§ **REQUIRED WORK**: In the listing below, report how many lines include the string "face", giving only that number.

§ **MATERIAL FOR THIS TASK**:
[Start of Attachment]

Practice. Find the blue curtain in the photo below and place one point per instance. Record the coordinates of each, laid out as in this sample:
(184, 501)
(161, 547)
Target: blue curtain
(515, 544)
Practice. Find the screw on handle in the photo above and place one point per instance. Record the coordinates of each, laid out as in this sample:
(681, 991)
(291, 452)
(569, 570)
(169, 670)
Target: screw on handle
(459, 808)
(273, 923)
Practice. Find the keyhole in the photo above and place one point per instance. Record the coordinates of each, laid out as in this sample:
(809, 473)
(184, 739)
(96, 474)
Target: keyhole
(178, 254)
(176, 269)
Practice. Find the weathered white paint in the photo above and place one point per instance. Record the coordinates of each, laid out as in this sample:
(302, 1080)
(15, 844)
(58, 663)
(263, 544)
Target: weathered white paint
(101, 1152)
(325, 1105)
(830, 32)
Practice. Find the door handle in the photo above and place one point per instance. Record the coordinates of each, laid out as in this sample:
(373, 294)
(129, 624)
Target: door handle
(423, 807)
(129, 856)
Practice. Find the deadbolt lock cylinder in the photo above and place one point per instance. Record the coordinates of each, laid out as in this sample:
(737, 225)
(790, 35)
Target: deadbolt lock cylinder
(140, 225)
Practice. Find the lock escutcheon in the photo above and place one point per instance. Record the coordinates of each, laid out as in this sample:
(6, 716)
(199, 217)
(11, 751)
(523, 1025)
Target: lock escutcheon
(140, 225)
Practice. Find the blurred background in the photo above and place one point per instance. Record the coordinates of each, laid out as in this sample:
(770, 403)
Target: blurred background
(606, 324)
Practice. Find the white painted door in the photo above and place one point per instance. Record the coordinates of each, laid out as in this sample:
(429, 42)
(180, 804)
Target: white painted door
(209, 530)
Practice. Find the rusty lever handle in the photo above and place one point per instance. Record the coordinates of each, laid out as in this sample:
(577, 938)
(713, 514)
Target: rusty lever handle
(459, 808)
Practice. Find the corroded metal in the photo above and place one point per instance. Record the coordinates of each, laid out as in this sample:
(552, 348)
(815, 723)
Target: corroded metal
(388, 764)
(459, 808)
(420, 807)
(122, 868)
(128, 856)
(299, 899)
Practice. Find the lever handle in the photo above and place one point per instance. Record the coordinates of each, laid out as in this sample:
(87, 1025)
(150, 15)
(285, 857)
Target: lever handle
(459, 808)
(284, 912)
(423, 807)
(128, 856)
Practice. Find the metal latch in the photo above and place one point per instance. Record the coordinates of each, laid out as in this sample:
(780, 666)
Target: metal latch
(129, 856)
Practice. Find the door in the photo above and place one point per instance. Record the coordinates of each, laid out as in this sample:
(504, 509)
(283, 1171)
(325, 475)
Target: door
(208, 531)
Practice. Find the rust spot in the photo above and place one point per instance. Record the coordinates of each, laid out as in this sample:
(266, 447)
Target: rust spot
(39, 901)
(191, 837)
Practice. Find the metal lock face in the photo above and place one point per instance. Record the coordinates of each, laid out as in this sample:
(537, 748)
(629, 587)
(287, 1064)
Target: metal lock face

[End of Attachment]

§ **WRITTEN ANSWER**: 2